▶ _WHAT YOU SHOULD DO_
Rename "tiled roof" to "clay tile roof" in the items from the line containing "Please annotate the tiled" through the end of the items, inclusive. Reproduce only those lines, with everything else unchanged.

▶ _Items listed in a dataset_
## Start
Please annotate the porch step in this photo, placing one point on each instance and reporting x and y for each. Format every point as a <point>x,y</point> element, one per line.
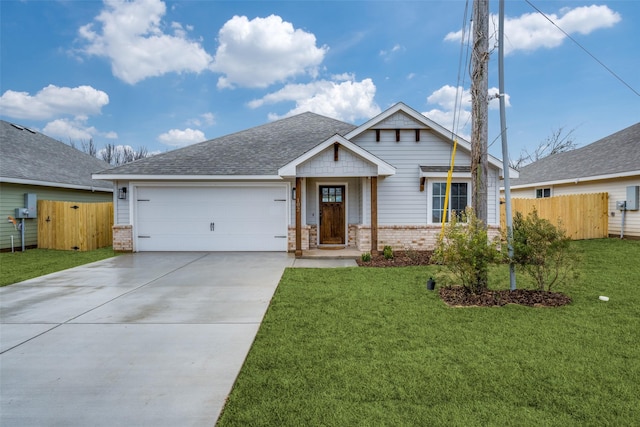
<point>331,254</point>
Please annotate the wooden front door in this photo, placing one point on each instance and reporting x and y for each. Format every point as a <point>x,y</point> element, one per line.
<point>332,212</point>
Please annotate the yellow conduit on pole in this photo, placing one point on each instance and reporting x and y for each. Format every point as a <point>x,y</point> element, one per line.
<point>448,189</point>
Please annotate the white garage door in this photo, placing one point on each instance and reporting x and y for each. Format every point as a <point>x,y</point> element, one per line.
<point>242,218</point>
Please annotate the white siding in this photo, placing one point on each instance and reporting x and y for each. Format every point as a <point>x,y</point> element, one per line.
<point>324,165</point>
<point>400,201</point>
<point>617,190</point>
<point>354,198</point>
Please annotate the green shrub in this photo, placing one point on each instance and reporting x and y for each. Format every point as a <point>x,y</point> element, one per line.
<point>387,252</point>
<point>466,251</point>
<point>542,250</point>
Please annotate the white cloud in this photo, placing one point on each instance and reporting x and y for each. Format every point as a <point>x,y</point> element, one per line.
<point>131,37</point>
<point>455,105</point>
<point>386,54</point>
<point>264,51</point>
<point>181,138</point>
<point>75,130</point>
<point>206,119</point>
<point>532,31</point>
<point>53,101</point>
<point>347,100</point>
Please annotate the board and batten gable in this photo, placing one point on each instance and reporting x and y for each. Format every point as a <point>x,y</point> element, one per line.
<point>400,201</point>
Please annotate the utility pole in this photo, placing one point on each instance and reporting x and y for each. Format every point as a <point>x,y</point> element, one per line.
<point>479,108</point>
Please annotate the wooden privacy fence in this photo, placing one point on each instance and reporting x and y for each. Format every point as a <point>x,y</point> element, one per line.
<point>582,216</point>
<point>74,226</point>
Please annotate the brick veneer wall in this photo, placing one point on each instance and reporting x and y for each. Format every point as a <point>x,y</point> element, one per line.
<point>399,237</point>
<point>123,238</point>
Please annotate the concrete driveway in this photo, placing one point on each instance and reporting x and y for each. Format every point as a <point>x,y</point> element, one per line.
<point>149,339</point>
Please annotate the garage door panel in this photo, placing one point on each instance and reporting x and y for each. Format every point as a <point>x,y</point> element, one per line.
<point>212,218</point>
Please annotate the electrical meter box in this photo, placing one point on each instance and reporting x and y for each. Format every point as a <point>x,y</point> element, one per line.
<point>30,209</point>
<point>633,191</point>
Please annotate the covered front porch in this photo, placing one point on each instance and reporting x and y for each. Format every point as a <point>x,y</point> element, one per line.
<point>335,192</point>
<point>332,216</point>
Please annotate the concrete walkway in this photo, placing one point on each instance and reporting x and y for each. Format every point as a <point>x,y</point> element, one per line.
<point>149,339</point>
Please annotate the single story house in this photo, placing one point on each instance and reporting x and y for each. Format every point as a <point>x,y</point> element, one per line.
<point>33,163</point>
<point>610,165</point>
<point>299,183</point>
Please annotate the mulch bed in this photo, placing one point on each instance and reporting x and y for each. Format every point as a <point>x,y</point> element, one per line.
<point>400,259</point>
<point>457,296</point>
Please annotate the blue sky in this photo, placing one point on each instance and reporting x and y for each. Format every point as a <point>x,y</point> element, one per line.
<point>168,74</point>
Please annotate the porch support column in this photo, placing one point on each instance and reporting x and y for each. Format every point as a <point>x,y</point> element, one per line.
<point>298,216</point>
<point>374,215</point>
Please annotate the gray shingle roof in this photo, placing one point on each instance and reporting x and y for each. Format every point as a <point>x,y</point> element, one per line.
<point>617,153</point>
<point>261,150</point>
<point>29,155</point>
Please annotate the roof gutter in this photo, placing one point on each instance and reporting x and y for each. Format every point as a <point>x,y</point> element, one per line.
<point>138,177</point>
<point>576,180</point>
<point>91,188</point>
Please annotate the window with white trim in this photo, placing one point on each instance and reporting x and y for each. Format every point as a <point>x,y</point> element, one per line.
<point>543,192</point>
<point>458,199</point>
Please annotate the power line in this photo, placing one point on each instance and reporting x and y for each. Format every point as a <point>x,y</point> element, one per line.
<point>584,49</point>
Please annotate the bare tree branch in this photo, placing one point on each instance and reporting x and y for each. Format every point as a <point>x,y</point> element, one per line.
<point>558,142</point>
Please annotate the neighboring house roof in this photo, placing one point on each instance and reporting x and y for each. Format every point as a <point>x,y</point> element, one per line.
<point>259,151</point>
<point>616,155</point>
<point>29,157</point>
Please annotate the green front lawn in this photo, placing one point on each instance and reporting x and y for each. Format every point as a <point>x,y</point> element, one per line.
<point>364,346</point>
<point>18,266</point>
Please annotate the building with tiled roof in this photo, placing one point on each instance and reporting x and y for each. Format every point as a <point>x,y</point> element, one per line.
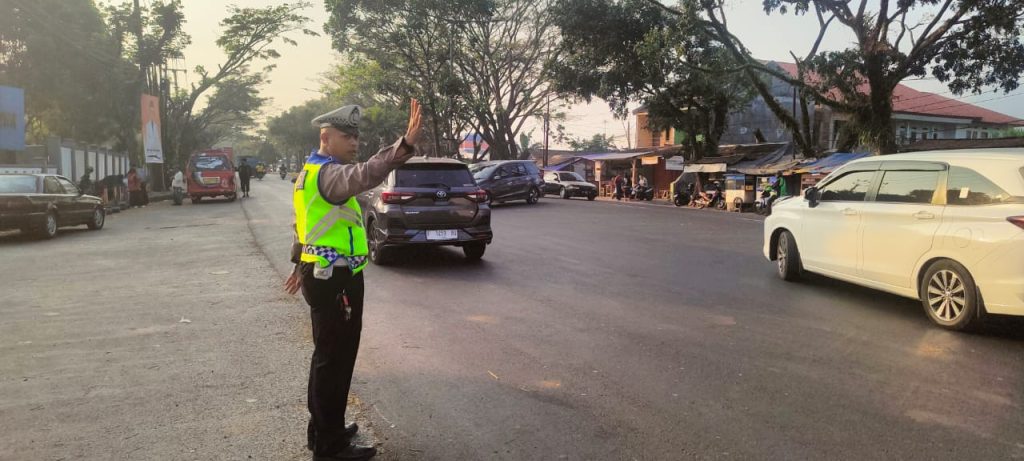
<point>916,116</point>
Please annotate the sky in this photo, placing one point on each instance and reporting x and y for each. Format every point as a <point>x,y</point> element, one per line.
<point>297,76</point>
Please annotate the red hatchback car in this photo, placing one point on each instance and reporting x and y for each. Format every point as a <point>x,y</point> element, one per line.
<point>211,174</point>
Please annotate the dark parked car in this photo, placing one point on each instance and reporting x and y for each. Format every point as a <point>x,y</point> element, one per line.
<point>41,203</point>
<point>510,179</point>
<point>568,184</point>
<point>427,202</point>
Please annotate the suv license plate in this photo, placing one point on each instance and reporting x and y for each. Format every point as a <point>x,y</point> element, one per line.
<point>442,235</point>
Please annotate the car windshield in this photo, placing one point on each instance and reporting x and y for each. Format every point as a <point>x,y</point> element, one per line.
<point>17,184</point>
<point>213,163</point>
<point>433,176</point>
<point>483,171</point>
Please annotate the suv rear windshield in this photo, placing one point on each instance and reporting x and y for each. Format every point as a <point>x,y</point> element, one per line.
<point>212,163</point>
<point>433,176</point>
<point>17,184</point>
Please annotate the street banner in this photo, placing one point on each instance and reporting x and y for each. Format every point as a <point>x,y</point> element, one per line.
<point>151,129</point>
<point>11,118</point>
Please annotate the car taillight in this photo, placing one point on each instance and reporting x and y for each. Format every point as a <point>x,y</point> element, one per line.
<point>479,196</point>
<point>395,198</point>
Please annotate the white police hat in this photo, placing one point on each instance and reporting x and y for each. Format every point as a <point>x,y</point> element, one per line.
<point>345,119</point>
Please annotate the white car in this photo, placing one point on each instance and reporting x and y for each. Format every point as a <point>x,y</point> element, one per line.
<point>945,227</point>
<point>568,184</point>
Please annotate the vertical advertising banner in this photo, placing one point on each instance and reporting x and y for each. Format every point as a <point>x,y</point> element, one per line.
<point>151,129</point>
<point>11,118</point>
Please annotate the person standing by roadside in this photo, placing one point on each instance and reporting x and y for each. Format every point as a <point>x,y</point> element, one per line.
<point>245,174</point>
<point>178,186</point>
<point>330,253</point>
<point>134,189</point>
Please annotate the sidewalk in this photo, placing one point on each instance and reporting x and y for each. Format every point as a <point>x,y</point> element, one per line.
<point>165,335</point>
<point>669,204</point>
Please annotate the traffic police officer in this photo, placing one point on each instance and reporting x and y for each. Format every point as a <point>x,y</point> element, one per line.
<point>330,253</point>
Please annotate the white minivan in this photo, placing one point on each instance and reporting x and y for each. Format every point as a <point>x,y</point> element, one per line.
<point>945,227</point>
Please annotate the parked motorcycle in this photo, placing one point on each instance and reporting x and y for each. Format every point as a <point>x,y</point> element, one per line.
<point>643,193</point>
<point>763,205</point>
<point>683,196</point>
<point>713,200</point>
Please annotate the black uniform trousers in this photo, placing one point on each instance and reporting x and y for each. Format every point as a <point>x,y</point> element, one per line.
<point>336,342</point>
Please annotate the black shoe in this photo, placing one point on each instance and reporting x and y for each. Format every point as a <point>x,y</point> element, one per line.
<point>348,432</point>
<point>351,453</point>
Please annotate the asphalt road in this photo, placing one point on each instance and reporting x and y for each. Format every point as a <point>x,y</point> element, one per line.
<point>590,331</point>
<point>609,331</point>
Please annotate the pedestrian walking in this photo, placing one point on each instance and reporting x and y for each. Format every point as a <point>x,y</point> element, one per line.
<point>178,186</point>
<point>134,189</point>
<point>330,253</point>
<point>616,182</point>
<point>245,174</point>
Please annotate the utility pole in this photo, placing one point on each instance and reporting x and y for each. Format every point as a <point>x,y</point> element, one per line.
<point>547,130</point>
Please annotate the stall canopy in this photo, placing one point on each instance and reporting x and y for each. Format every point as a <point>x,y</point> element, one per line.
<point>827,164</point>
<point>615,155</point>
<point>706,168</point>
<point>781,159</point>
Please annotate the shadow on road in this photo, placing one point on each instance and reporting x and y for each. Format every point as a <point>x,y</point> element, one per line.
<point>898,307</point>
<point>442,262</point>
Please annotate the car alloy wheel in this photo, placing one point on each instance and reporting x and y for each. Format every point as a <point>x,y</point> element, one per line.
<point>98,216</point>
<point>946,295</point>
<point>534,196</point>
<point>787,257</point>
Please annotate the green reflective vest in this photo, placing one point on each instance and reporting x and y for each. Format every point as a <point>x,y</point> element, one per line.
<point>324,226</point>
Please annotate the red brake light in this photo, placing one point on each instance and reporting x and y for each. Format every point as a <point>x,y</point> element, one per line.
<point>478,196</point>
<point>395,198</point>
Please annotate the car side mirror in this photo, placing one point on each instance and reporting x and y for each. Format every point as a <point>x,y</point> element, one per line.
<point>813,196</point>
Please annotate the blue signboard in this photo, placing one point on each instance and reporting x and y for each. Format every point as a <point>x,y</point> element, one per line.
<point>11,118</point>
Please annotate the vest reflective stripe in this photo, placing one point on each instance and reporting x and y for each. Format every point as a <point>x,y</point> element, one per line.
<point>320,223</point>
<point>329,220</point>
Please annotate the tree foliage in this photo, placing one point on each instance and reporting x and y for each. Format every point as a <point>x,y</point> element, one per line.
<point>597,142</point>
<point>476,66</point>
<point>633,51</point>
<point>71,68</point>
<point>970,45</point>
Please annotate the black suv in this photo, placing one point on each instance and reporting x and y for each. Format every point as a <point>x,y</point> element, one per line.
<point>510,179</point>
<point>427,202</point>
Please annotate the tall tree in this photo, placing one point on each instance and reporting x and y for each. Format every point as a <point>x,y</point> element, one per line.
<point>632,51</point>
<point>503,57</point>
<point>971,45</point>
<point>414,43</point>
<point>60,53</point>
<point>364,82</point>
<point>597,142</point>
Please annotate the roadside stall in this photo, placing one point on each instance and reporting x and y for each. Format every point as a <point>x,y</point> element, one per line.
<point>813,170</point>
<point>739,191</point>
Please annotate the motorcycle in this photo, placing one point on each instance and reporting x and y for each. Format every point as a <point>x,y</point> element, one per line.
<point>763,205</point>
<point>714,200</point>
<point>683,196</point>
<point>643,193</point>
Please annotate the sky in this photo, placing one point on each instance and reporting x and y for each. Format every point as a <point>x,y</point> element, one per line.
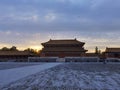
<point>28,23</point>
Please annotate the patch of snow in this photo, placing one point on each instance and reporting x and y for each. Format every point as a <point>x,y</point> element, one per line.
<point>11,75</point>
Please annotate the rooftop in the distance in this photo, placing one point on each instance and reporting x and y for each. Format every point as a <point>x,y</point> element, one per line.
<point>64,41</point>
<point>112,50</point>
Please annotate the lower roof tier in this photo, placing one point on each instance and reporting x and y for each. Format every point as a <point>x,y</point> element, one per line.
<point>63,50</point>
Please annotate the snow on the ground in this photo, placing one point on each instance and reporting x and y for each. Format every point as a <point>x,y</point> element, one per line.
<point>72,76</point>
<point>10,75</point>
<point>10,65</point>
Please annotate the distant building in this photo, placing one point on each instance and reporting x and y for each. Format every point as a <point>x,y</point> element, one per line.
<point>112,52</point>
<point>14,55</point>
<point>63,48</point>
<point>91,55</point>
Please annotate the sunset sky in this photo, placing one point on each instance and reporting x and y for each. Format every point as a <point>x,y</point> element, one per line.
<point>28,23</point>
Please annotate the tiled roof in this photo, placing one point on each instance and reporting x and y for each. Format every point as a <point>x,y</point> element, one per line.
<point>14,53</point>
<point>69,41</point>
<point>62,49</point>
<point>112,50</point>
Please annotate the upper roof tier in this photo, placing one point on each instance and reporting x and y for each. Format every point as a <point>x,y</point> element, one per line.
<point>112,50</point>
<point>63,42</point>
## End
▶ _EXPECTED ANSWER_
Please annotate the clay tile roof in this photo, placing one point on each instance and reporting x and y for each. Format every point as a <point>x,y</point> element, one per line.
<point>14,53</point>
<point>69,41</point>
<point>62,49</point>
<point>112,50</point>
Please annotate the upper roof tier in this photo, placing one point on each instance and reporting x and y for each. Format every point as a <point>x,y</point> element, one per line.
<point>112,50</point>
<point>63,42</point>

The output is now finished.